-- TEXT FOR ANALYSIS follows --
As part of the work to restart the season, two major rule changes were made in July 2020 to apply for the rest of the season. Scrums were removed from the game and were replaced by a play-the-ball and an Australian innovation "six again" was adopted which replaces penalties for defensive infringements at rucks with a new set of six for the attacking team.

==Results==

===Extra time===
====Game 1 (Wakefield v Hull FC)====
The first game to go to golden-point was the round 6 game between Wakefield and Hull F.C. on 6 March 2020. Hull won the match 27–26, thanks to a Marc Sneyd drop goal, after the scores were tied at 26-all after 80 minutes.

====Game 2 (Huddersfield Giants v Leeds Rhinos)====
The second game to go to golden-point was the rearranged round 2 game between Huddersfield Giants and Leeds Rhinos on 2 August 2020. Leeds won the match 27–26, thanks to a Luke Gale drop goal, after the scores were tied at 26-all after 80 minutes.
-- TEXT FOR ANALYSIS concluded --
-- SOURCE MATERIAL follows --
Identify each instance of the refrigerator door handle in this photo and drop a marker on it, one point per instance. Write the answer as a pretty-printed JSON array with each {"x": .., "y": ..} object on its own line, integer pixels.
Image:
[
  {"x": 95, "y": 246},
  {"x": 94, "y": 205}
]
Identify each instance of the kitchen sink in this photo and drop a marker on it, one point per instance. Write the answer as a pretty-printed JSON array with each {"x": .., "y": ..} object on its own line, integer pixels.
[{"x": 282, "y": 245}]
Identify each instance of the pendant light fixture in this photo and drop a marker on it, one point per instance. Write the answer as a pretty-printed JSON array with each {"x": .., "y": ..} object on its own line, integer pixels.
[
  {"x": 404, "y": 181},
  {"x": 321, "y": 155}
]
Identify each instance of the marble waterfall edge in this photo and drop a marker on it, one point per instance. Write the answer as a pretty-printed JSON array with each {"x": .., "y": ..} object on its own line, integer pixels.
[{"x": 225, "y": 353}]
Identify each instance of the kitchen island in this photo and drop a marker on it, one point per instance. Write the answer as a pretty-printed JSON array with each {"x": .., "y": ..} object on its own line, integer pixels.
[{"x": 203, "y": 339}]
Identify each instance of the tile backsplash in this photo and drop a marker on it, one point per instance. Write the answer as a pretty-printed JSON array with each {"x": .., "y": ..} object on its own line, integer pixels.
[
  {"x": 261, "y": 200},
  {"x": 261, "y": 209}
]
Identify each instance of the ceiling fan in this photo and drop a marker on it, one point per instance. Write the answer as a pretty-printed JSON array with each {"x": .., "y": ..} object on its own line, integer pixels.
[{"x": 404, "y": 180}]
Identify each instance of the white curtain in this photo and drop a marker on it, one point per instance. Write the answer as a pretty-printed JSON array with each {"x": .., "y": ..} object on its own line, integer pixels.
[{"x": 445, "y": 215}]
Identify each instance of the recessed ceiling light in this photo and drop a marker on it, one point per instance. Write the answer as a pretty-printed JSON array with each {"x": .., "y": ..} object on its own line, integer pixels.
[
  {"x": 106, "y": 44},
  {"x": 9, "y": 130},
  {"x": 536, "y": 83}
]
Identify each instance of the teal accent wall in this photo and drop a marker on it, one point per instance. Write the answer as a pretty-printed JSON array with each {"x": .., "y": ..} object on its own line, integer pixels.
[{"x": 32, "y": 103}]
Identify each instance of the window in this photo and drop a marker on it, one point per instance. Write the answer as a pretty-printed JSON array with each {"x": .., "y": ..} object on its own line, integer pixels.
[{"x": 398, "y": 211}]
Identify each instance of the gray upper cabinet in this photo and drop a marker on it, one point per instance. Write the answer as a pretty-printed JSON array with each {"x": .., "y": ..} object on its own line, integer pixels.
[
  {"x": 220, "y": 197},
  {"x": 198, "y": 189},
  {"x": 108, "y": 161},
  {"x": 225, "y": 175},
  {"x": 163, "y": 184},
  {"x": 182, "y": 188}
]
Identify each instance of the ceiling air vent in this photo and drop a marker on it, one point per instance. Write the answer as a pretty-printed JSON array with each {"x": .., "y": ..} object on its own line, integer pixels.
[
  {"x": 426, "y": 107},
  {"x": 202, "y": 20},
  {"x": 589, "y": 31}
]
-- SOURCE MATERIAL concluded --
ASSIGNMENT 1 →
According to the rugby league text, whose drop goal won the match between Wakefield and Hull F.C.?
ASSIGNMENT 2 →
Rewrite the rugby league text from "As part of the" to "the attacking team.", replacing "penalties" with "free kicks".

WRITTEN REPLY 1 →
Marc Sneyd

WRITTEN REPLY 2 →
As part of the work to restart the season, two major rule changes were made in July 2020 to apply for the rest of the season. Scrums were removed from the game and were replaced by a play-the-ball and an Australian innovation "six again" was adopted which replaces free kicks for defensive infringements at rucks with a new set of six for the attacking team.